- [Trecho para leitura]:
----

O princípio da RMf é a oxigenação sangüínea.3 Em áreas com maior atividade neuronal, há oferta de oxigênio maior que o consumo local. Isto causa um aumento da concentração regional de hemoglobina saturada de oxigênio (oxi-hemoglobina). Essa molécula tem propriedades magnéticas diferentes da hemoglobina não saturada (desoxi-hemoglobina). Assim, utilizando técnicas especiais (seqüências BOLD) podemos observar pequenas variações da intensidade do sinal devidas à ativação cerebral.

É possível apresentar estímulos visuais, auditivos, sensitivos e mesmo olfativos e gustativos. A principal vantagem é a possibilidade de repetir várias vezes cada estudo no mesmo paciente, já que não há radiação ionizante ou necessidade de injeção de contraste.

A realização do exame é feita de modo a obter imagens do cérebro durante a execução da atividade que se quer estudar e outras imagens controle, onde essa tarefa não é executada. Desta forma o indivíduo realiza uma série de atividades enquanto o aparelho adquire as imagens, as quais serão analisadas posteriormente. Exemplificando, suponha que o estudo seja para avaliar quais as áreas cerebrais se correlacionam com a tarefa de fluência verbal. Inicialmente, durante 30 segundos, o indivíduo observa letras apresentadas visualmente numa tela. A orientação é gerar palavras que se iniciem com a letra apresentada. Nos 30 segundos seguintes são apresentadas palavras, que devem ser simplesmente lidas (imagens controle). Essas tarefas são repetidas, num total de cinco ciclos, durante os quais são adquiridas cerca de cem imagens de todo o cérebro (uma a cada três segundos). Uma outra técnica - RMf relacionada a eventos - permite maior resolução temporal e flexibilidade, mas está além do escopo do presente artigo.

----

- [Material fornecido]:
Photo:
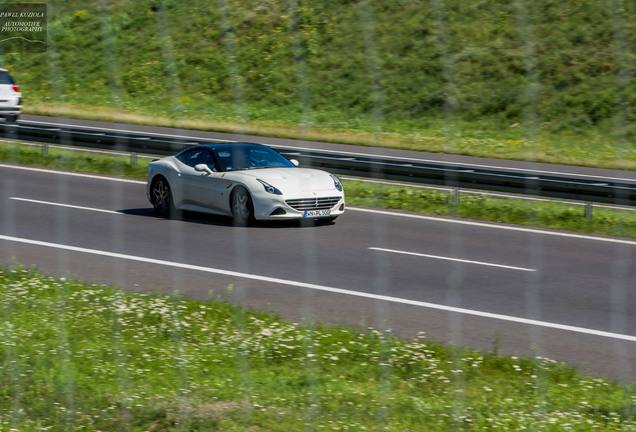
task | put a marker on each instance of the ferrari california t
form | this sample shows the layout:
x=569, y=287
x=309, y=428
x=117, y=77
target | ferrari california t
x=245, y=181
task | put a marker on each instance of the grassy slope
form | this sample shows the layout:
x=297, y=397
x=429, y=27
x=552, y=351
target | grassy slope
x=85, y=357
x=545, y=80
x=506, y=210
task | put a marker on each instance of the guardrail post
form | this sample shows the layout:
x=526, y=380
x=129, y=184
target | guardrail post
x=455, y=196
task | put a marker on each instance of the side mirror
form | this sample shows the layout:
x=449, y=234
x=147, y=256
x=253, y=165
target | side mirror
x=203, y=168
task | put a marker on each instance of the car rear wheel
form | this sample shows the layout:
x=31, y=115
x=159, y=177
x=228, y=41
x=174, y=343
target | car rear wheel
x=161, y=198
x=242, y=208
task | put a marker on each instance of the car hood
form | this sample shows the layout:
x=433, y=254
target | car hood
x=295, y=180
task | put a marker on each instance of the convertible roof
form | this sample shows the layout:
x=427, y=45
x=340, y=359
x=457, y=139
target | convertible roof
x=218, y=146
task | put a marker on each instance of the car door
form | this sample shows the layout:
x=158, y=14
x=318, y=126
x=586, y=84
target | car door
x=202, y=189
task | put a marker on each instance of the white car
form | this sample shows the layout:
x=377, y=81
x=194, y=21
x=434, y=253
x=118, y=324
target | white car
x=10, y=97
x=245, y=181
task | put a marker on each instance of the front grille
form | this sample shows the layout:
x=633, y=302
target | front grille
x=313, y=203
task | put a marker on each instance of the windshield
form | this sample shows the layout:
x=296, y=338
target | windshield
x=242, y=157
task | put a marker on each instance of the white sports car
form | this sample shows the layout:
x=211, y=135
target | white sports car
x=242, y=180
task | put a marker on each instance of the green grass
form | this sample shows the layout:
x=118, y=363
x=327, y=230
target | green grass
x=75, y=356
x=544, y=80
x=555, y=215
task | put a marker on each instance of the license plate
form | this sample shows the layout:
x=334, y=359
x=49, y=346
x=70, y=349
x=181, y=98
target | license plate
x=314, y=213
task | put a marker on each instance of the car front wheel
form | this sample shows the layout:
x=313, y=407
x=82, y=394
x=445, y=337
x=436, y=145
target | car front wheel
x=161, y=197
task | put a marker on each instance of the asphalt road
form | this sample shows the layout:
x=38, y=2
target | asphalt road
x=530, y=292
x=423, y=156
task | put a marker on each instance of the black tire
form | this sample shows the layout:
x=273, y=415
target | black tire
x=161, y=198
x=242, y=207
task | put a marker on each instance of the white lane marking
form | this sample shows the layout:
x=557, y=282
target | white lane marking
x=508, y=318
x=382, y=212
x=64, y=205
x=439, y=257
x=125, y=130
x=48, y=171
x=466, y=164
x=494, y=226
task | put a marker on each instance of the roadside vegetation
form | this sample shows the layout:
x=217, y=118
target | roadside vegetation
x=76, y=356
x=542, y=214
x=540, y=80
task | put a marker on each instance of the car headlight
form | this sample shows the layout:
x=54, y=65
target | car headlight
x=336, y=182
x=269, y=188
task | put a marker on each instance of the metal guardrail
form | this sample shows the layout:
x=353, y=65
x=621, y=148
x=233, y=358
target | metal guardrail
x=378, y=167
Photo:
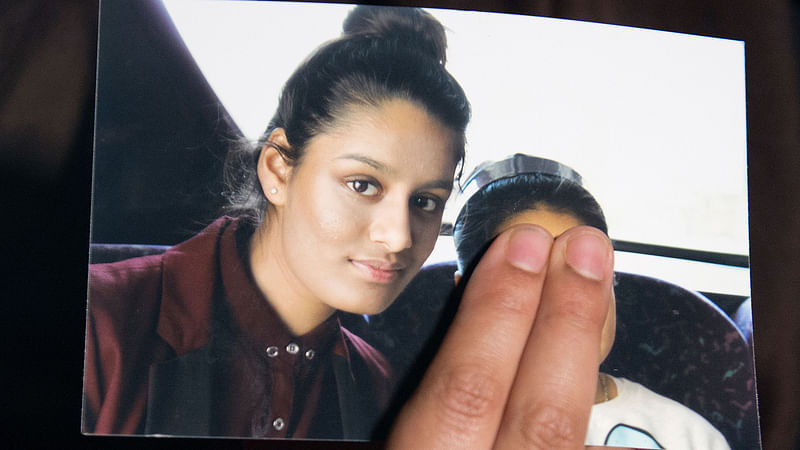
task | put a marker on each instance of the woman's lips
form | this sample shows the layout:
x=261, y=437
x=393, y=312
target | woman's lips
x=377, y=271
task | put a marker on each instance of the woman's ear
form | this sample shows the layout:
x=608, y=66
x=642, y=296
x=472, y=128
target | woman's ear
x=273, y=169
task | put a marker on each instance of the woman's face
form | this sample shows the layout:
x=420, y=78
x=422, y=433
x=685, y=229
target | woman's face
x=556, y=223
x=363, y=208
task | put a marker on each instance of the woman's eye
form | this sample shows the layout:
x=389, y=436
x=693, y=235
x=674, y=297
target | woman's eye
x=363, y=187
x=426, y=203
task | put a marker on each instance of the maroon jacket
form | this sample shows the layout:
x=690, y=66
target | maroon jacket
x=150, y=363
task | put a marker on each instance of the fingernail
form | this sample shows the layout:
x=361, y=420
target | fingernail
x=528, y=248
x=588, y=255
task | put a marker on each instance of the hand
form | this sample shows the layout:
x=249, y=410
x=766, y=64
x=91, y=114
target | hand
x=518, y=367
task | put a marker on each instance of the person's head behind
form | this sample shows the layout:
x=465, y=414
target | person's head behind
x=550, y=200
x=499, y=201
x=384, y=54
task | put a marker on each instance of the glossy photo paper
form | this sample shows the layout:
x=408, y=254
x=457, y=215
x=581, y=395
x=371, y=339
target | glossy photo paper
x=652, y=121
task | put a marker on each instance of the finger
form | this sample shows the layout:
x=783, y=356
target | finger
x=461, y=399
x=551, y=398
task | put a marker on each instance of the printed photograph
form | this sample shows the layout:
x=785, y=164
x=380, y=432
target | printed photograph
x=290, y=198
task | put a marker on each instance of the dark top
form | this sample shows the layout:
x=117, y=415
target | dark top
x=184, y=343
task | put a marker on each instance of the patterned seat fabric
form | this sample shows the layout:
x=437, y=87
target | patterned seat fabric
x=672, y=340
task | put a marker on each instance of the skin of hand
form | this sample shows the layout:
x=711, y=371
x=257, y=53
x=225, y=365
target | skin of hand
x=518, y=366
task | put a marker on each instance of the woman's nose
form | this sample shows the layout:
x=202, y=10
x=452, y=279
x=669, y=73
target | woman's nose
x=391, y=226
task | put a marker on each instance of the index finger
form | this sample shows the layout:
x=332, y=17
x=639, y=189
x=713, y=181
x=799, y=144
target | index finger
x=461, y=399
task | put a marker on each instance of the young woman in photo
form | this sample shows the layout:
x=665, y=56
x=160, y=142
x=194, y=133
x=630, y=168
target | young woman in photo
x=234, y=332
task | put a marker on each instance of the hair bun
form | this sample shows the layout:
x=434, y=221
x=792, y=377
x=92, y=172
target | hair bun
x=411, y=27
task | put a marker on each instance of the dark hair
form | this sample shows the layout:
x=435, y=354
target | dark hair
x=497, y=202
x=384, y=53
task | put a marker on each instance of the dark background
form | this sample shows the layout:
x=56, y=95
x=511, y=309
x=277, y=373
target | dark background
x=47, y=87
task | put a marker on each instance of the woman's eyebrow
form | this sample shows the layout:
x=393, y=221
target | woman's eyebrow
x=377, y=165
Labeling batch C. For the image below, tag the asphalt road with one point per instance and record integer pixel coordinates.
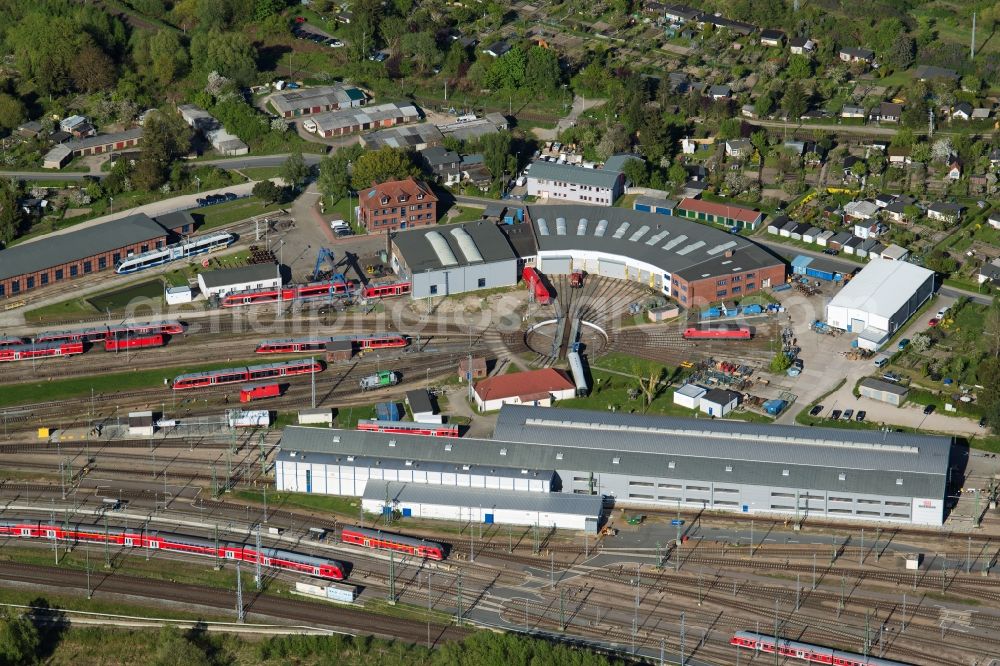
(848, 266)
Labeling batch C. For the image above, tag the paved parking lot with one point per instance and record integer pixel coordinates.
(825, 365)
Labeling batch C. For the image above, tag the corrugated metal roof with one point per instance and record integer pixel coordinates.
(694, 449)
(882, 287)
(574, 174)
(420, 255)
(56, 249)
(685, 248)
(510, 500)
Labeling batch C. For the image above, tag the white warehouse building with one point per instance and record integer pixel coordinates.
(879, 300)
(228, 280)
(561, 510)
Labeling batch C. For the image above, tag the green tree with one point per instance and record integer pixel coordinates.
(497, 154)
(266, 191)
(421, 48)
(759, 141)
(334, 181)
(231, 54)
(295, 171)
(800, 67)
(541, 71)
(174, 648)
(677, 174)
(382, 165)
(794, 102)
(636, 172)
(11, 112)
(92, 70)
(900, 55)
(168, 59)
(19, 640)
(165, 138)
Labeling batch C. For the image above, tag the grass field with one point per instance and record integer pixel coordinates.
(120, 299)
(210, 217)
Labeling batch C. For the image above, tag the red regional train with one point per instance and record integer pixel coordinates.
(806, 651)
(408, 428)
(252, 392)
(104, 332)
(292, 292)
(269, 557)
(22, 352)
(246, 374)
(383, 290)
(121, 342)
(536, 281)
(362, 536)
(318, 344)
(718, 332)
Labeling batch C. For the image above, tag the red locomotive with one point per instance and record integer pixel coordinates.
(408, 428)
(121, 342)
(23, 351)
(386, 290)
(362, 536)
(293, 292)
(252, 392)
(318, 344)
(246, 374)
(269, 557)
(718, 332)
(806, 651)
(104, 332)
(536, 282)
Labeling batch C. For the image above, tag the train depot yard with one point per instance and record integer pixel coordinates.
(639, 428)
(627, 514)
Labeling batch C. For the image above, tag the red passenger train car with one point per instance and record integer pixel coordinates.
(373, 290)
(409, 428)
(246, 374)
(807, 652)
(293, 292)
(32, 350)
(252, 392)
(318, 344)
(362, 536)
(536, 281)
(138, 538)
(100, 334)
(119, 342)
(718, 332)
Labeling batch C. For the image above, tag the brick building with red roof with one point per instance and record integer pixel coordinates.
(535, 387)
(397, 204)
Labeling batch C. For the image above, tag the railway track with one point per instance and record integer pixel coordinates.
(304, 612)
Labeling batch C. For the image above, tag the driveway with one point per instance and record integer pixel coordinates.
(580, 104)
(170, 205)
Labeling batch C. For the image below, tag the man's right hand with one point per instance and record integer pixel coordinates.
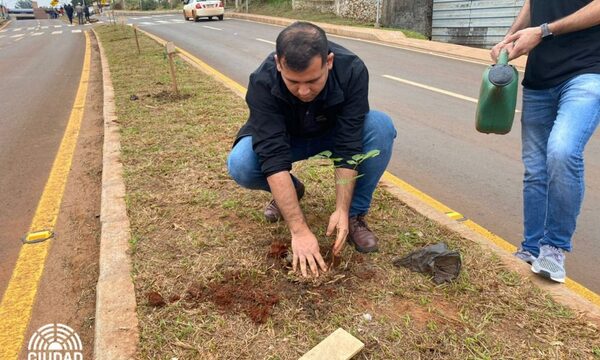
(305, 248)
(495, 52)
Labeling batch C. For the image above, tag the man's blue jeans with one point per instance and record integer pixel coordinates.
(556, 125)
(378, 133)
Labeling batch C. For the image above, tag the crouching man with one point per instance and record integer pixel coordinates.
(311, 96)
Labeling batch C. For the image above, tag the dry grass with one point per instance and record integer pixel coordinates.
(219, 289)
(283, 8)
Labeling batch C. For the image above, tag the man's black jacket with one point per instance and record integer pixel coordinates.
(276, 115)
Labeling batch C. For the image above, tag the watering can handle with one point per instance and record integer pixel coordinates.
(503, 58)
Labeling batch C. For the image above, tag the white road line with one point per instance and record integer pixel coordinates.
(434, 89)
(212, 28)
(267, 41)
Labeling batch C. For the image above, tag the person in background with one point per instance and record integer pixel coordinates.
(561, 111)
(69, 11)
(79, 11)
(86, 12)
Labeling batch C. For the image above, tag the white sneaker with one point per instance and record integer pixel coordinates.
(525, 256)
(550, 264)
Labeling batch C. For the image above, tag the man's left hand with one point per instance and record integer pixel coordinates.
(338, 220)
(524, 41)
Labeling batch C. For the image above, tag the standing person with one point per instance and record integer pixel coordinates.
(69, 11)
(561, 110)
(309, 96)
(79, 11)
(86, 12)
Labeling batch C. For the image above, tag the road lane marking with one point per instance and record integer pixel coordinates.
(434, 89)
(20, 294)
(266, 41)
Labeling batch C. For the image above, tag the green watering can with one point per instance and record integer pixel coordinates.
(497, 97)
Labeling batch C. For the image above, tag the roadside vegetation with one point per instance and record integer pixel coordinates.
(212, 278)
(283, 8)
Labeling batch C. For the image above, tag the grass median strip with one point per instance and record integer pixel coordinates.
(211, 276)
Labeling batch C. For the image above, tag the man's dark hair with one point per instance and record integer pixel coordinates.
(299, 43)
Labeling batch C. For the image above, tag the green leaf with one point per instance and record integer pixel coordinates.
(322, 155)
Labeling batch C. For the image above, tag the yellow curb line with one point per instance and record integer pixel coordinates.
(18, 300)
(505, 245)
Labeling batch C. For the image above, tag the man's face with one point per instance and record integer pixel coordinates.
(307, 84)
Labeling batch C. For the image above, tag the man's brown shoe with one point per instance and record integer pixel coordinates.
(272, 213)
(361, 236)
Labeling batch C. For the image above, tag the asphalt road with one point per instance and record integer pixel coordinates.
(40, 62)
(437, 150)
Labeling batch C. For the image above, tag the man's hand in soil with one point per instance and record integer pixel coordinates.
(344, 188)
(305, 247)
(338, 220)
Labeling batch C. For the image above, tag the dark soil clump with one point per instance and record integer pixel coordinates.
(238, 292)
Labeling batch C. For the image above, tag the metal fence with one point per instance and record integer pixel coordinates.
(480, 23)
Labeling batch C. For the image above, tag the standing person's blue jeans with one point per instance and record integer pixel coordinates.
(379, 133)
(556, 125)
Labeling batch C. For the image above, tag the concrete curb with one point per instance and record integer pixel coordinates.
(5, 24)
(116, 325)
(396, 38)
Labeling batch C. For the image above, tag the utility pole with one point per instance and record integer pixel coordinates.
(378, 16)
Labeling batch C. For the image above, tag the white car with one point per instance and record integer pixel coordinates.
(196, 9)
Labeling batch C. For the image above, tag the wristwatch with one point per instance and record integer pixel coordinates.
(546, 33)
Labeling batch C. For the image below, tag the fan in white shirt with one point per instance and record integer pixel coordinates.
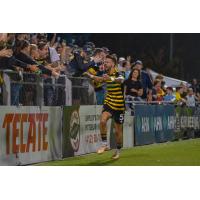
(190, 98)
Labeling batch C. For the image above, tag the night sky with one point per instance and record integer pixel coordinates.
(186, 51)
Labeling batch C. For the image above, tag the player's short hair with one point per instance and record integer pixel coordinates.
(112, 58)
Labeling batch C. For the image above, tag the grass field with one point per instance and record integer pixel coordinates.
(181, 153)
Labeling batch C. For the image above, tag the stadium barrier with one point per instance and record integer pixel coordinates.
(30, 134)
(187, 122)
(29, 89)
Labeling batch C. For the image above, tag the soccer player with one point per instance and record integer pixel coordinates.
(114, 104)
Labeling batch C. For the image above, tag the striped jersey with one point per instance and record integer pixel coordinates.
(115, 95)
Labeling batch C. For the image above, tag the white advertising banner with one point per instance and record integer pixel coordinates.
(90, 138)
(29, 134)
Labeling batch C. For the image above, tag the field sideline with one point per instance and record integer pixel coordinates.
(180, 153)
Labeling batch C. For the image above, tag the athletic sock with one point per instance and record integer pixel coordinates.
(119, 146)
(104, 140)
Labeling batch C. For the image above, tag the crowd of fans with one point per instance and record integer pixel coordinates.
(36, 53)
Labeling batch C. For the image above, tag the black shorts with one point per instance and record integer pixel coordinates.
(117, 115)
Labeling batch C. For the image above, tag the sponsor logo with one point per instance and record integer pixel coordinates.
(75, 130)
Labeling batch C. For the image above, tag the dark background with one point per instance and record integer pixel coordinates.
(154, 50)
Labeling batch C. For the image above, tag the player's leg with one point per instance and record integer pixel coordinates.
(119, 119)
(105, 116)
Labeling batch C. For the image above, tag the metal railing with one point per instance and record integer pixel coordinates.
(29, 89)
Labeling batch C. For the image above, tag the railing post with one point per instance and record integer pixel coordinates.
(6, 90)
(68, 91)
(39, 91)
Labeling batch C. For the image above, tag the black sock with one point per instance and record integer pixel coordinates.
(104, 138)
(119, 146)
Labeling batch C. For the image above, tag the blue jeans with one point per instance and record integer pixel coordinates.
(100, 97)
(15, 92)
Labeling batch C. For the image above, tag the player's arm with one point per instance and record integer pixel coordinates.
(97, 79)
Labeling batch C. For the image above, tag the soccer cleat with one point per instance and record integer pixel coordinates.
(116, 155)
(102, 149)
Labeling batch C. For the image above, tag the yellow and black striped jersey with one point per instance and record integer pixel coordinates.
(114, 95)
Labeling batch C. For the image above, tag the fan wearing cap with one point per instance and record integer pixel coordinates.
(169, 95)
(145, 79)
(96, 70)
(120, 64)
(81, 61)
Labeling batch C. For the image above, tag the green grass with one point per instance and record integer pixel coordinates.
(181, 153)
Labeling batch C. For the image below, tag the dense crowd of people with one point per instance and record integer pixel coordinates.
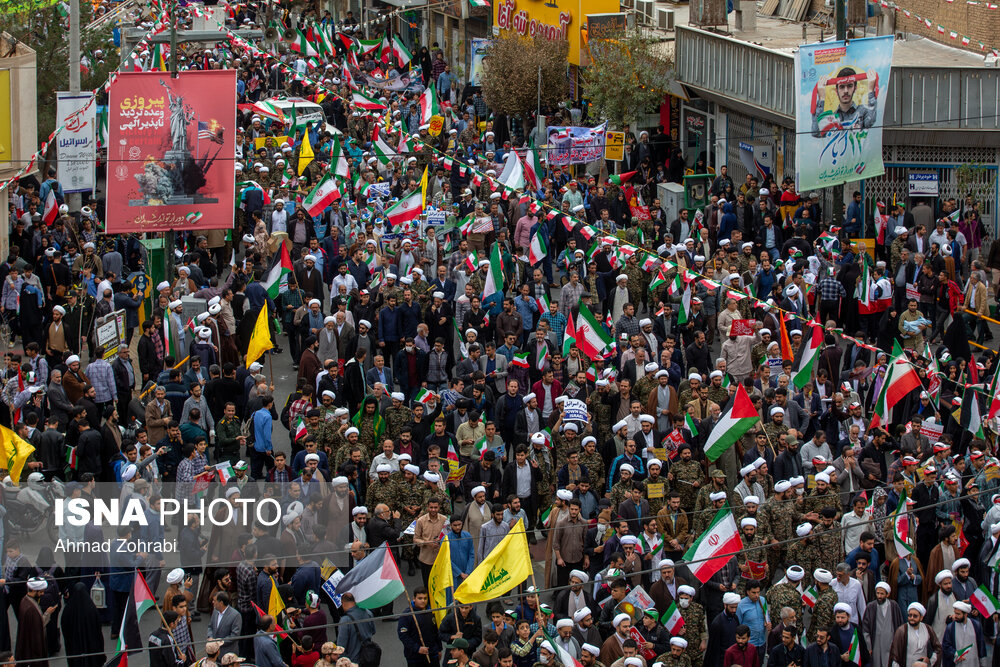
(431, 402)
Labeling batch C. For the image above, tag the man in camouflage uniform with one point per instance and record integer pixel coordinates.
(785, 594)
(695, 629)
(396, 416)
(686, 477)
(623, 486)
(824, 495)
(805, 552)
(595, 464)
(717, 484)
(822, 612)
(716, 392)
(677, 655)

----

Reproduza na íntegra, sem nenhuma alteração, o trecho sobre a ressonância magnética funcional.

- [Resposta]:
O princípio da RMf é a oxigenação sangüínea.3 Em áreas com maior atividade neuronal, há oferta de oxigênio maior que o consumo local. Isto causa um aumento da concentração regional de hemoglobina saturada de oxigênio (oxi-hemoglobina). Essa molécula tem propriedades magnéticas diferentes da hemoglobina não saturada (desoxi-hemoglobina). Assim, utilizando técnicas especiais (seqüências BOLD) podemos observar pequenas variações da intensidade do sinal devidas à ativação cerebral.

É possível apresentar estímulos visuais, auditivos, sensitivos e mesmo olfativos e gustativos. A principal vantagem é a possibilidade de repetir várias vezes cada estudo no mesmo paciente, já que não há radiação ionizante ou necessidade de injeção de contraste.

A realização do exame é feita de modo a obter imagens do cérebro durante a execução da atividade que se quer estudar e outras imagens controle, onde essa tarefa não é executada. Desta forma o indivíduo realiza uma série de atividades enquanto o aparelho adquire as imagens, as quais serão analisadas posteriormente. Exemplificando, suponha que o estudo seja para avaliar quais as áreas cerebrais se correlacionam com a tarefa de fluência verbal. Inicialmente, durante 30 segundos, o indivíduo observa letras apresentadas visualmente numa tela. A orientação é gerar palavras que se iniciem com a letra apresentada. Nos 30 segundos seguintes são apresentadas palavras, que devem ser simplesmente lidas (imagens controle). Essas tarefas são repetidas, num total de cinco ciclos, durante os quais são adquiridas cerca de cem imagens de todo o cérebro (uma a cada três segundos). Uma outra técnica - RMf relacionada a eventos - permite maior resolução temporal e flexibilidade, mas está além do escopo do presente artigo.